# PROBLEM DETAILS:
State the number of lines in these records that include the string "tree", and say nothing more.

-*-

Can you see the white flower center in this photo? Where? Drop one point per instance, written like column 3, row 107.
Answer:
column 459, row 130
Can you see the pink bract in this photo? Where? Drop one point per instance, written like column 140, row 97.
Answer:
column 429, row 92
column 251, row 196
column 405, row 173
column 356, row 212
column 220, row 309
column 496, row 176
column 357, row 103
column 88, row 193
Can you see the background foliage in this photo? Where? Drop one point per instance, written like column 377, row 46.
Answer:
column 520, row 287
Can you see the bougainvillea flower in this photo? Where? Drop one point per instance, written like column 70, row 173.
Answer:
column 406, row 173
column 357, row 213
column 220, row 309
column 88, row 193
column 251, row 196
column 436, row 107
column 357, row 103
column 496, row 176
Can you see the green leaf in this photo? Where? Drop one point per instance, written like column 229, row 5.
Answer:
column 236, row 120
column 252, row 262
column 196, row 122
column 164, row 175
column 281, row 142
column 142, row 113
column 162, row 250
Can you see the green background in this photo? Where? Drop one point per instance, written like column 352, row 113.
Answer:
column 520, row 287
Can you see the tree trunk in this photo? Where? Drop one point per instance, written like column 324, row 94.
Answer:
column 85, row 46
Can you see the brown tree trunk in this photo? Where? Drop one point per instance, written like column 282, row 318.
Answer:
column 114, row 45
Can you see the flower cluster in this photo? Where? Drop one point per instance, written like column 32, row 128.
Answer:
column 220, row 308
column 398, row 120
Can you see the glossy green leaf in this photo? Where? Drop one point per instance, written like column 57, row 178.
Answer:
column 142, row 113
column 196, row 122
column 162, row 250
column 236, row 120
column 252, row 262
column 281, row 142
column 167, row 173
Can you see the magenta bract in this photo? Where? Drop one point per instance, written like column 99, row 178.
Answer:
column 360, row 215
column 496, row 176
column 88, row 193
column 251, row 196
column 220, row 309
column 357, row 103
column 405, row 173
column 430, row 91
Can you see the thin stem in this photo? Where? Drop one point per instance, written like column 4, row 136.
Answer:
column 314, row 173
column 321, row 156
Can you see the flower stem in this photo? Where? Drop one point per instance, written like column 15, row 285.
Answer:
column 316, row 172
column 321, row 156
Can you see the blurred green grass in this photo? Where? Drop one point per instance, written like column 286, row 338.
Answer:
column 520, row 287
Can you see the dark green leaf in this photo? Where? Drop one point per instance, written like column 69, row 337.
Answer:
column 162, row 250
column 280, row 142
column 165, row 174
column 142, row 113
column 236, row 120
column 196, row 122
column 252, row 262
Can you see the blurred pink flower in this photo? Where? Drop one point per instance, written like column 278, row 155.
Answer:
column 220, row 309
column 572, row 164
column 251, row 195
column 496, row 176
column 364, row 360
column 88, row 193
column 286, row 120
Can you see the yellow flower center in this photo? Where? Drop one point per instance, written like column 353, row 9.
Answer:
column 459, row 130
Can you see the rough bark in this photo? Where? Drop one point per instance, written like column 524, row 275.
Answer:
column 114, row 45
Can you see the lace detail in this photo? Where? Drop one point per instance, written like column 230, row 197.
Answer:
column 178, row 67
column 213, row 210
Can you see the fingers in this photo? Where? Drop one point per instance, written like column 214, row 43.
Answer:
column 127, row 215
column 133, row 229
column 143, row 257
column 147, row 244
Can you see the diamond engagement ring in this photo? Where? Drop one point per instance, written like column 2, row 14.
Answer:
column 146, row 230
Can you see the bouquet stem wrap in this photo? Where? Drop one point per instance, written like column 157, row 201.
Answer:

-*-

# SOLUTION TO THIS PROBLEM:
2